## Data excerpts:
□ □ □ □ □

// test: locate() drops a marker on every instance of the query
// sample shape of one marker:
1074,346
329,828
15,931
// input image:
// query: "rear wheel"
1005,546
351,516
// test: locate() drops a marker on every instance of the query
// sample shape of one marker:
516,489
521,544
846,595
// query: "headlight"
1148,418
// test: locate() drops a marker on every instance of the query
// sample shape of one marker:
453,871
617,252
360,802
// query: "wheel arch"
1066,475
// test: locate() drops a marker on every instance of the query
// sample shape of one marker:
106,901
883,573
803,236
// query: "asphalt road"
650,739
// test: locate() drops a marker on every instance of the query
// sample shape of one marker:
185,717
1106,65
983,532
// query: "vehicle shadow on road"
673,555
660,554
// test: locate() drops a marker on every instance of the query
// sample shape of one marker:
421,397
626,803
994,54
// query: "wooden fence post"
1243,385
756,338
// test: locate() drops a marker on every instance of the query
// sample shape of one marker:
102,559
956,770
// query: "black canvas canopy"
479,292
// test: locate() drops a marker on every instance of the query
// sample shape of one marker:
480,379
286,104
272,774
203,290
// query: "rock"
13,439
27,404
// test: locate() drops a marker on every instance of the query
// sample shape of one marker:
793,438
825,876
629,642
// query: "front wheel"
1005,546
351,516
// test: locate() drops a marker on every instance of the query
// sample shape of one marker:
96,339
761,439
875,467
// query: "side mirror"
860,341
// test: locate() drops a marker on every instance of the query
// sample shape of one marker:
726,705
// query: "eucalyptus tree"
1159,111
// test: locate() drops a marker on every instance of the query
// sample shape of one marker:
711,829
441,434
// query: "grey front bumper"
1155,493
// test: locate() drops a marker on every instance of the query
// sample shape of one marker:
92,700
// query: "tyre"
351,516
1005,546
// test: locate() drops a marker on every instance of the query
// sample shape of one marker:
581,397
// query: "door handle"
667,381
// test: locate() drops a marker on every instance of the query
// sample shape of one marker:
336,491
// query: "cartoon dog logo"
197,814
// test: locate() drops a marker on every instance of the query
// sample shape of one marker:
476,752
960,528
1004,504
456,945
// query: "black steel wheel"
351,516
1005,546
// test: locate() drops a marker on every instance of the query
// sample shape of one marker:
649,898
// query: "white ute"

□ □ □ □ □

Make an exact copy of the records.

## Correct answer:
// test: locate() drops a marker on every instance of the query
// sample shape of one marker:
1074,346
329,828
15,931
// input image:
// query: "rear wheel"
1005,546
351,516
// test: locate() drops a marker on every instance of the query
// sample shape of one marker:
516,489
521,544
846,595
// query: "headlight"
1148,418
// test: locate() drops a marker on every instance of the query
// sample shape of one marker:
453,871
617,252
360,802
// query: "wheel arch"
1066,475
// test: locate() drops a marker on every instance of the query
// sample shape of one marker:
106,901
883,573
803,236
// query: "asphalt road"
650,739
// test: locate() drops a marker on every instance of the query
// sample shape of one marker:
185,717
1106,65
983,532
// query: "vehicle shadow on road"
673,555
660,554
// test: locate() drops a marker on every instance of the query
// sample shape of one marker:
421,397
626,803
994,54
// query: "wooden fence post"
1243,385
756,338
// test: locate() drops a marker on every instance of the query
// sample shape of one marker:
102,559
956,770
// query: "black canvas canopy"
479,292
// test: locate() drops a marker on every instance of the query
// sample shape of one marker:
480,379
286,104
272,774
203,290
// query: "rock"
13,439
27,404
// test: locate() drops a marker on every instance of the query
// sample shape of one marker:
793,438
825,876
629,642
// query: "front wheel"
1005,546
351,516
// test: locate() drops a marker on every instance of the query
// sample shape of one marker:
96,339
761,439
875,467
// query: "side mirror"
860,341
// test: locate() drops a marker on every instance of the query
// sample shape of one marker:
726,705
// query: "eucalyptus tree"
1159,111
// test: locate() drops a marker on every instance of the query
// sample shape of one marker:
711,829
441,434
// query: "grey front bumper"
1155,493
// test: locate() drops a marker on every instance of the query
// sample shape of one marker:
92,700
// query: "tyre"
351,516
1005,546
// test: locate() drops a marker on every instance of the query
// sample shape of one marker:
581,397
// query: "door handle"
667,381
// test: locate() drops a marker on every instance of the query
// sample shape of one marker:
336,491
// query: "cartoon dog logo"
197,814
// test: locate() drops a marker on every instance of the query
// sample shape of one marker:
476,752
960,528
1004,504
456,945
// query: "black steel wheel"
351,516
1005,546
// test: locate() drops a marker on every instance of the query
// sample shape of one marker:
649,898
// query: "white ute"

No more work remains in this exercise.